*Dokumenttext:*
======

Das ist hier z.B. etwas schönes
LG Electronics UltraGear 27GL850-B ab €'*'523,75 (2019) | Preisvergleich Geizhals Deutschland
Test: https://www.pcgameshardware.de/Monitor-Display-Hardware-154105/Tests/LG-27GL850-B-1333022/
Test: https://www.prad.de/testberichte/test-lg-27gl850-b-schnellster-ips-gaming-monitor/3/#Farbwiedergabe

Wenn der Fokus mehr auf schnellen Spielen liegt, ist ein TN Panel heute gar nichgt mehr so schlecht. Wenn man sich die Mühe einer sorgsamen Kalibrirung macht ist gegenüber den Werkseinstellungen oft viel zu gewinnen. Mein TN Panel hat jetzt auch sinnvolle Schwarzwerte. Da kann man mit leben.  Dafür gibt es immer noch erkennbares Colour Banding, das hängt aber sehr von der Quelle und der Datengüte ab. Hochwertiges sieht gut aus, aber wer produziert das schon


----------



## JoM79 (18. November 2019)

*AW: 27“, 1440p, Sync - Bildbearbeitung und Gaming-Ding der Unmöglichkeit???? Ratlos*

Wenn man ein bisschen Wert auf Bildbearbeitung legt, dann ist kein TN zu gebrauchen.
Auch der Eizo kann das nicht besser als andere Monitore mit dem gleichen Panel, der wäre nur rausgeschmissenes Geld.
Zudem wäre es wichtig zu wissen, wie professionell gearbeitet werden soll.
Also ob ein Colorimeter für farbverbindliches Arbeiten vorhanden ist und ob mit den eventuellen Ausdrucken der Bilder Geld verdient wird.


----------



## Hackfleischhirn (18. November 2019)

*AW: 27“, 1440p, Sync - Bildbearbeitung und Gaming-Ding der Unmöglichkeit???? Ratlos*



capone1423 schrieb:


> Hi danke für deine Tipps.

======

*Aufgaben zur Übung:*
1. Kannst du aus der Auflistung die Zeilen unverändert ausgeben, beginnend bei der Zeile mit „Pass this photo to locate to point out the pebbledash“ und endend bei der Zeile mit „x=171, y=18“?
2. Kannst du den Forumsthread über Monitore für Bildbearbeitung und Gaming dort aufgreifen, wo er aufhört, und ihn weiterschreiben?

*Bereitgestellte Auflistung:*
======

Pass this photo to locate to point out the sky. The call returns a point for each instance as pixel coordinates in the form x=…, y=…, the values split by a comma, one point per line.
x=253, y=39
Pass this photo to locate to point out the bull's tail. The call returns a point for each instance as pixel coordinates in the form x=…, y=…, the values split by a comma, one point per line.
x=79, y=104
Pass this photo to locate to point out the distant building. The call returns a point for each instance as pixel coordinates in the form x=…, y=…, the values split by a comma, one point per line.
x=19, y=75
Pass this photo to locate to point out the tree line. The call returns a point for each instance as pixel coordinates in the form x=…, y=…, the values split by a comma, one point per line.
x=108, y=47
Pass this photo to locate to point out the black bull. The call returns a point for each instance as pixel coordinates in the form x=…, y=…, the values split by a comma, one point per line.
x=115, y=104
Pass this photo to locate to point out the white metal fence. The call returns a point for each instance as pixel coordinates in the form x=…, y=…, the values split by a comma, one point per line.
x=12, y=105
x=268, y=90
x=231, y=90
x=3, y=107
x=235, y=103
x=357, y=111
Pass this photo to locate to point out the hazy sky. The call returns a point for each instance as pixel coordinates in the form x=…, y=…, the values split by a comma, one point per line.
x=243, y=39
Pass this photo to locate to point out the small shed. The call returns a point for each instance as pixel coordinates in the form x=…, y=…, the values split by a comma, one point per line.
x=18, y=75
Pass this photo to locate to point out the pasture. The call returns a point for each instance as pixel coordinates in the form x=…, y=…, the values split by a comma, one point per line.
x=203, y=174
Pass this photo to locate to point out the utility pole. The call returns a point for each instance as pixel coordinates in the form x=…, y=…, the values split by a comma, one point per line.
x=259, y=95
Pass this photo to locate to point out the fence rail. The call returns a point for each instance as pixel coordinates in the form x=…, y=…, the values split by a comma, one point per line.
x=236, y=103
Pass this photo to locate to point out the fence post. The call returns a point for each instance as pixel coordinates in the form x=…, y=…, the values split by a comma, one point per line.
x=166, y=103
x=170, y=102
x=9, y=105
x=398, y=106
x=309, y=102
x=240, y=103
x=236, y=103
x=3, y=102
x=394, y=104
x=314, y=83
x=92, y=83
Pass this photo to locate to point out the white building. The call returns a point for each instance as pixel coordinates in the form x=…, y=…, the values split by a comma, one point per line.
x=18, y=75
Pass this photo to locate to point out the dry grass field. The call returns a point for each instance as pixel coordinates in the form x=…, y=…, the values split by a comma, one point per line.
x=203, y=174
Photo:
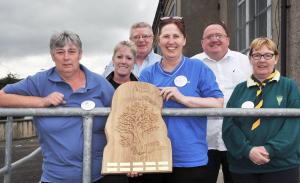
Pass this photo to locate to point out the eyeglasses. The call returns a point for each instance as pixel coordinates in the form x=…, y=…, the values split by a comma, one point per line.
x=215, y=36
x=267, y=56
x=144, y=36
x=170, y=18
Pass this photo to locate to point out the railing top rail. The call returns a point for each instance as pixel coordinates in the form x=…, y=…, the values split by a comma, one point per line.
x=60, y=111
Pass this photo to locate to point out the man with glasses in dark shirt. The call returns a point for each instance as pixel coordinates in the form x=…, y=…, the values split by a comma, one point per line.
x=142, y=35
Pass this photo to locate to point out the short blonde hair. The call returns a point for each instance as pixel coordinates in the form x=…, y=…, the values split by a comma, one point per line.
x=128, y=44
x=258, y=43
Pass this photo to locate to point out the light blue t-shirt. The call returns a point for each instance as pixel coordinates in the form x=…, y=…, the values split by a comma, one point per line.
x=61, y=138
x=187, y=134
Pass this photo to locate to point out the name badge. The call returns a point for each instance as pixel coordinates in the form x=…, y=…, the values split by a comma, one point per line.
x=180, y=81
x=88, y=105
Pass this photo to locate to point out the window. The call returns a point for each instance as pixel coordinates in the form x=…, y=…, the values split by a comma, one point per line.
x=253, y=20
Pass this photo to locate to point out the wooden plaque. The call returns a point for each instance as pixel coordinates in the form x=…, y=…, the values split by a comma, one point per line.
x=136, y=133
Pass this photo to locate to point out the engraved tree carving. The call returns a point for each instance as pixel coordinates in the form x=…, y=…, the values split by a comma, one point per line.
x=136, y=124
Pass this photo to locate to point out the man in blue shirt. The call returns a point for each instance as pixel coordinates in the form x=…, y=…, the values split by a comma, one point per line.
x=67, y=84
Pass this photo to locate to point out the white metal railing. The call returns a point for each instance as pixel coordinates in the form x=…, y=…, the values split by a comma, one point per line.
x=88, y=125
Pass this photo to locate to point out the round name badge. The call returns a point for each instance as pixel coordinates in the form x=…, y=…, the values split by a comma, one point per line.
x=88, y=105
x=180, y=81
x=248, y=105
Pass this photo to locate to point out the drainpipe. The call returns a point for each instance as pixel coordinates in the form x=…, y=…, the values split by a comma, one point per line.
x=283, y=39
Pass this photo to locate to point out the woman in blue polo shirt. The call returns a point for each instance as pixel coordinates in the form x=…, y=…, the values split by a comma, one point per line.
x=184, y=83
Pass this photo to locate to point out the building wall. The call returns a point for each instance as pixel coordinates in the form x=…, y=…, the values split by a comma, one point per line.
x=196, y=16
x=198, y=13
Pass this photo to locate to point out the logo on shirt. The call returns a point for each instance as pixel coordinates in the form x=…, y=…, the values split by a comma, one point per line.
x=279, y=99
x=180, y=81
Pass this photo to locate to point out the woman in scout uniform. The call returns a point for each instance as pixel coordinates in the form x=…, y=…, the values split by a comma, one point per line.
x=184, y=83
x=266, y=149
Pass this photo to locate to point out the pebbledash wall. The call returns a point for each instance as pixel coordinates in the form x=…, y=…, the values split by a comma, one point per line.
x=245, y=19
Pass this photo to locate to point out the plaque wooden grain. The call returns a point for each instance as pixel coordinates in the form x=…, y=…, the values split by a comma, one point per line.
x=136, y=133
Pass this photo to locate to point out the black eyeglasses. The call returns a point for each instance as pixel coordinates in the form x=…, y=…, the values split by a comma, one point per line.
x=215, y=36
x=267, y=56
x=171, y=18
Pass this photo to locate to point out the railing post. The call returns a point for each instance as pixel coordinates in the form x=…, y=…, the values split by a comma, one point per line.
x=8, y=148
x=87, y=148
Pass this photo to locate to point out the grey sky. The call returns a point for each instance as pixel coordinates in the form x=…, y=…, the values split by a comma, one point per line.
x=26, y=27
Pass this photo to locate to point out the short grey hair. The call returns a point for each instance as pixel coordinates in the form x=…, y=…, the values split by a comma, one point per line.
x=140, y=25
x=60, y=39
x=128, y=44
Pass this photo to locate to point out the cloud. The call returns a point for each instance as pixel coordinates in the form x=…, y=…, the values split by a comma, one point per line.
x=26, y=27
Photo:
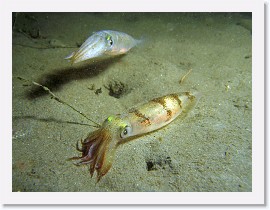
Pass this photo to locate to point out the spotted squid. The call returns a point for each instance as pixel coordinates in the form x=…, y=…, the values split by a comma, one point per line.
x=102, y=44
x=98, y=149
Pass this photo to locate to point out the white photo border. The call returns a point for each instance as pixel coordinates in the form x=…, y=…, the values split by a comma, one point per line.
x=257, y=196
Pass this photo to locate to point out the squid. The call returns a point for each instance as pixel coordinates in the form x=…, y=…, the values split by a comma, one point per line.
x=102, y=44
x=98, y=149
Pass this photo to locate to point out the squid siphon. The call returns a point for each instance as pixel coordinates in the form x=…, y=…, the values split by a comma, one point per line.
x=98, y=149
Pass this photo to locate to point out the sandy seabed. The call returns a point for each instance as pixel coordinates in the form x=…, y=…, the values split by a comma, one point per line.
x=209, y=150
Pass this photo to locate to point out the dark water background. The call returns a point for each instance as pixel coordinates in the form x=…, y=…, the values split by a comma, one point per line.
x=209, y=150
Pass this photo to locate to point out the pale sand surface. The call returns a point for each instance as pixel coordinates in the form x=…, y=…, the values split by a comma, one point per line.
x=209, y=150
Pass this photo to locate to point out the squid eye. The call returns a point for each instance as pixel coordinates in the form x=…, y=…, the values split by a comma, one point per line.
x=126, y=132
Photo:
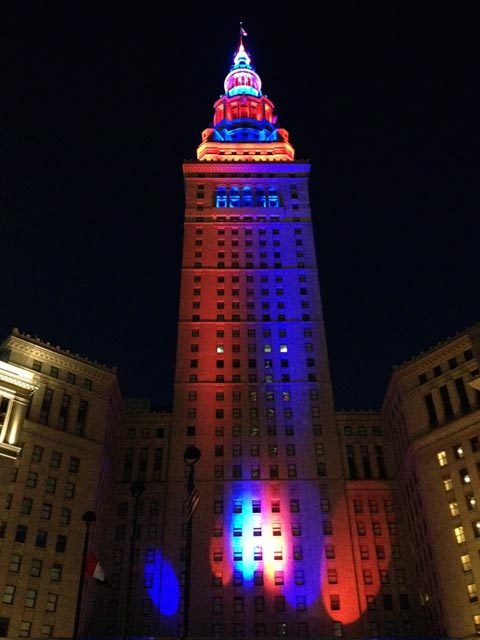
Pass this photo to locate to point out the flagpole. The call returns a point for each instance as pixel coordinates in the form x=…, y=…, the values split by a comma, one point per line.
x=190, y=457
x=88, y=517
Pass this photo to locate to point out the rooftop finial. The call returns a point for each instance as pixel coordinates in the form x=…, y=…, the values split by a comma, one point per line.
x=243, y=34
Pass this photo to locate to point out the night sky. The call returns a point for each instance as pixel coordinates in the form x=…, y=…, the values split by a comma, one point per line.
x=103, y=101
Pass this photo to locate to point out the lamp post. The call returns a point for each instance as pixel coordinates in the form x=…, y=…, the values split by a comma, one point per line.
x=190, y=457
x=88, y=517
x=136, y=489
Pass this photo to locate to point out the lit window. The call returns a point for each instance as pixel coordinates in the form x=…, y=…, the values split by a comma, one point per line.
x=458, y=451
x=466, y=564
x=453, y=506
x=472, y=592
x=278, y=577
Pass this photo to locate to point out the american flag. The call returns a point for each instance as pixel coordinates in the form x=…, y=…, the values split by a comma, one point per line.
x=191, y=503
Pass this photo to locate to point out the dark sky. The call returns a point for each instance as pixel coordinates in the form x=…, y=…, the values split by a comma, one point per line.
x=102, y=101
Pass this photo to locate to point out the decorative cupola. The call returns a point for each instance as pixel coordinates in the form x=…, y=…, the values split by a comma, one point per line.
x=244, y=125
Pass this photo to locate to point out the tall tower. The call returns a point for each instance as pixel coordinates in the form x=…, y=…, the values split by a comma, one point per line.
x=252, y=388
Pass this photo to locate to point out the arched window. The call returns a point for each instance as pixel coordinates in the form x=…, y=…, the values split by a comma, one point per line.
x=247, y=199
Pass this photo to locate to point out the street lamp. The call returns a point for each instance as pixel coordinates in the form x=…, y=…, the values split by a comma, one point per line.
x=88, y=517
x=136, y=489
x=190, y=457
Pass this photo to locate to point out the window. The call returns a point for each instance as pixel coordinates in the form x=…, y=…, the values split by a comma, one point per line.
x=332, y=576
x=453, y=506
x=459, y=534
x=74, y=464
x=258, y=578
x=257, y=553
x=51, y=604
x=278, y=578
x=15, y=562
x=37, y=454
x=8, y=594
x=447, y=483
x=30, y=598
x=41, y=539
x=476, y=528
x=21, y=533
x=36, y=568
x=367, y=576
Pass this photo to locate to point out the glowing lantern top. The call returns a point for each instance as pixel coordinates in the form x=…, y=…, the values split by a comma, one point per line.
x=244, y=125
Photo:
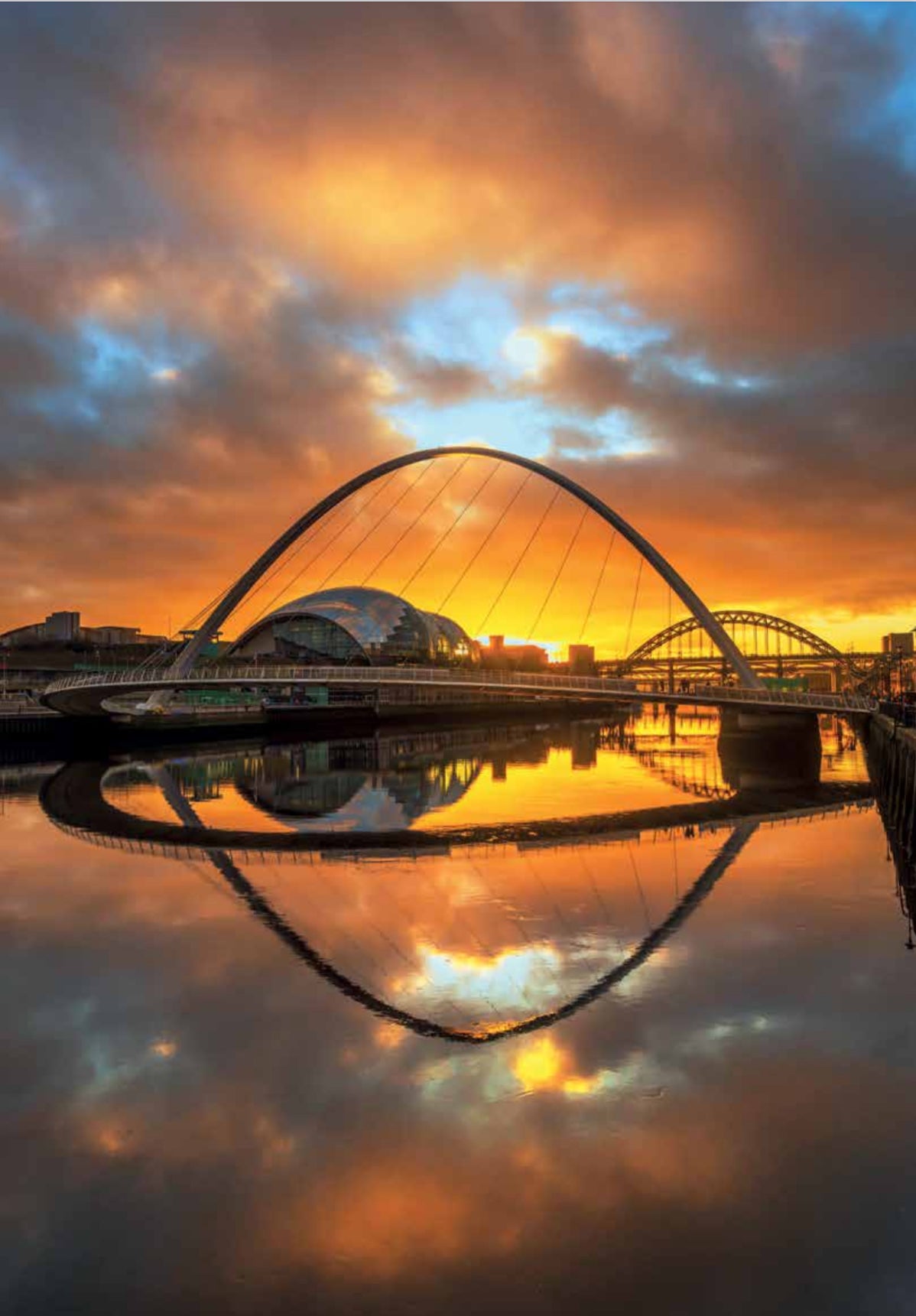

======

*Ergebnisse je Aufgabe:*
1.
Pass this photo to locate to point out the pebbledash wall. The call returns a point for each instance as pixel coordinates in the form x=…, y=…, the values split by a comma, one point per line.
x=245, y=19
Pass this photo to locate to point out the plaque wooden grain. The call returns a point for each instance as pixel coordinates in the form x=…, y=…, the values split by a comma, one point per line.
x=136, y=133
Pass this photo to locate to point out the black eyeglasses. The call returns a point for each instance as pixel coordinates in the form x=…, y=…, the values split by a comma, one point per line.
x=215, y=36
x=267, y=56
x=171, y=18

2.
> 
> Den lg Monitor gibts gerade bei Amazon für 290€. Vielleicht hilft das bei deiner Entscheidung
> 
> Gruß



Danke für den Tipp. Das Problem ist mal wieder dass das Angebot zu gut ist. Der Monitor wurde vor 6 Monaten released da sollte man bei 50% Rabatt Aktionen vorsichtig sein. Wenn man sich den Händler mal anschaut der da angeblich verkauft sieht man, dass man nur kaufen kann wenn man eine Genehmigung hat. Wird wohl ein fake sein. 

https://www.amazon.de/LG-27GL850-B-...GL850-B&qid=1574061364&s=instant-video&sr=8-1


----------



## JoM79 (18. November 2019)

*AW: 27“, 1440p, Sync - Bildbearbeitung und Gaming-Ding der Unmöglichkeit???? Ratlos*

Account gehackt, ist doch nichts neues.


----------



## Steelbender (18. November 2019)

*AW: 27“, 1440p, Sync - Bildbearbeitung und Gaming-Ding der Unmöglichkeit???? Ratlos*

Der Stratego Bau- und Haustechnik macht regelmäßig bei verschiedenen Modellen total unglaubwürdige Preise, auffällig ist auch das das immer gleichzeitig bei den interessantesten der Fall ist.


----------



## capone1423 (18. November 2019)

*AW: 27“, 1440p, Sync - Bildbearbeitung und Gaming-Ding der Unmöglichkeit???? Ratlos*

Hi, 

ich habe den Monitor bei Amazon beim Stöbern entdeckt, aber nicht bestellt, da ich noch nicht soweit mit der Entscheidung bin.

Ich habe jetzt nochmal ein bisschen recherchiert und das ist bis dato die Auswahl die ich gefunden habe. Könnt ihr mir bei den Vor und Nachteilen helfen

Link: Wunschliste ist nicht vorhanden oder nicht öffentlich einsehbar. Wenn du die Wunschliste selbst erstellt hast, musst du dich bitte einloggen.

Zusätzlich habe ich noch den Acer Nitro XV3 XV273KPbmiipphzx gefunden, welcher eine WQHD auflösung hat, aber mit Kalibrierung auch sehr gut sein soll. 

@JoM79: ich werde mit den Bilder kein Geld verdienen, trotzdem drucke ich selber öfters und das sollte dann farblich auch passen. Ich habe eine nicht günstige Kamerausrüstung und da soll es dann an der Ausgabe nicht scheitern. Ein Kalibriergerät habe ich noch nicht, kommt aber definitiv..


----------



## JoM79 (18. November 2019)

*AW: 27“, 1440p, Sync - Bildbearbeitung und Gaming-Ding der Unmöglichkeit???? Ratlos*

Der XV3 hat ne UHD Auflösung und kostet auch einiges mehr.
Nen VA würde ich nicht unbedingt für Bildbearbeitung nehmen. 
Als ordentlichen Kompromiss würde ich zb den Acer XV272UP sehen. 
Kostet nicht Unmengen an Geld und hat ne volle Ergonomie.


----------



## capone1423 (19. November 2019)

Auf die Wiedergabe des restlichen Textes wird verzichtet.